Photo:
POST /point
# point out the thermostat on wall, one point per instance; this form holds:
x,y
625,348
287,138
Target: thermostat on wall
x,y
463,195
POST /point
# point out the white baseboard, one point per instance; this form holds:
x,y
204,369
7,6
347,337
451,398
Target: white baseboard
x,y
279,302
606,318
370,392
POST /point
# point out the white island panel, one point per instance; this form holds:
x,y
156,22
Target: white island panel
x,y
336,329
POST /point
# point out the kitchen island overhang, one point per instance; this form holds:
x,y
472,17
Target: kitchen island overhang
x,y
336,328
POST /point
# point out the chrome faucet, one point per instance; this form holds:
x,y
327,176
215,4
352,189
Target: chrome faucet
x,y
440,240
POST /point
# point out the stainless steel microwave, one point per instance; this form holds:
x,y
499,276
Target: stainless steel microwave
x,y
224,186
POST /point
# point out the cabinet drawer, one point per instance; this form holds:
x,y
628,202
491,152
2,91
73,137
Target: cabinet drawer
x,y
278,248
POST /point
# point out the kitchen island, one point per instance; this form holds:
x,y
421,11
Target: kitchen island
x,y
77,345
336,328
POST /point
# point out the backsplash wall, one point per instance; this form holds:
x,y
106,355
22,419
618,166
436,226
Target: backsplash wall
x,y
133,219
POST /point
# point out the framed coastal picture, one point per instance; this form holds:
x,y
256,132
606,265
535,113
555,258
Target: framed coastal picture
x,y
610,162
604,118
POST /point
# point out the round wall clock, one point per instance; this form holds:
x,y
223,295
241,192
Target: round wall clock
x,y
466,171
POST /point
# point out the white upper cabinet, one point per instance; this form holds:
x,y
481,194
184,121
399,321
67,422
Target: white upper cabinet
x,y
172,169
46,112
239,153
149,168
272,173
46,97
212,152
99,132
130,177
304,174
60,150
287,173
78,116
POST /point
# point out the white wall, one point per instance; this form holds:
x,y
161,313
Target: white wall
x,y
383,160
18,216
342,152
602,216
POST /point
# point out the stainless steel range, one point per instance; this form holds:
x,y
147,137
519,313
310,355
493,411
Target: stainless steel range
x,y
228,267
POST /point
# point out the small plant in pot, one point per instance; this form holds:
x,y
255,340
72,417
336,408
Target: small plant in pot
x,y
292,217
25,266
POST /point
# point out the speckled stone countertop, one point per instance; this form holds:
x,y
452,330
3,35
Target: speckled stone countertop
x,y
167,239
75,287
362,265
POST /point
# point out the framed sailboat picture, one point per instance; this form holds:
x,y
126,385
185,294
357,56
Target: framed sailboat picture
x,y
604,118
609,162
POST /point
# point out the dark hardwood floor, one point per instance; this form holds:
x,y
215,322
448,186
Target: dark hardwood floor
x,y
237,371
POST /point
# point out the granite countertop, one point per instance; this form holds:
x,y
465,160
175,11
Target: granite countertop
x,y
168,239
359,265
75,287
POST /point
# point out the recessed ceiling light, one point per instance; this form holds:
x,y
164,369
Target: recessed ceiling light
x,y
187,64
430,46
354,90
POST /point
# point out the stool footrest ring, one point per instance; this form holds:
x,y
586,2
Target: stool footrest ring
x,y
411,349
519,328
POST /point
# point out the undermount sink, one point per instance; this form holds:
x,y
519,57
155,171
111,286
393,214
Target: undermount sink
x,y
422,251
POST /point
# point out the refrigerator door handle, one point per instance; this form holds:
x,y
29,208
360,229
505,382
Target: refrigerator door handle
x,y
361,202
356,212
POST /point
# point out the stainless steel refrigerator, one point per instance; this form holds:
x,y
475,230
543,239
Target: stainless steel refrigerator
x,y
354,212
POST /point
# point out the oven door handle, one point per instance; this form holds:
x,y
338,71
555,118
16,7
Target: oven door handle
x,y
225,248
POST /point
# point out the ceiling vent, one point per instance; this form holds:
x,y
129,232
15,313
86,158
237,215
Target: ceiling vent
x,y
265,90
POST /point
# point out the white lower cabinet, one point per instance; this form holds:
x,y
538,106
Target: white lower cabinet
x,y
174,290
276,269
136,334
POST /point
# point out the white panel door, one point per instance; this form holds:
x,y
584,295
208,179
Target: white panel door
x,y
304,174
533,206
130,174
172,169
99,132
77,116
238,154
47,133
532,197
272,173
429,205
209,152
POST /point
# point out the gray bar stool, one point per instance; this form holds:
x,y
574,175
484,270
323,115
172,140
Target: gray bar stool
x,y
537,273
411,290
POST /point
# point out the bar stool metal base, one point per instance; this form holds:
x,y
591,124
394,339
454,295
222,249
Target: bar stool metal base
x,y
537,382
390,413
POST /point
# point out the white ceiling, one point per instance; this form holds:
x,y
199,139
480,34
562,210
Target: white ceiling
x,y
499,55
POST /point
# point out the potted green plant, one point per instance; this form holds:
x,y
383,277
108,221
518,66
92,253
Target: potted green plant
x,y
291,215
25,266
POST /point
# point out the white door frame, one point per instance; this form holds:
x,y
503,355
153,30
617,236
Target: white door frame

Task instructions
How many lines in the rows above contain the string "microwave"? Case counts; give only the number.

Solution for this problem
2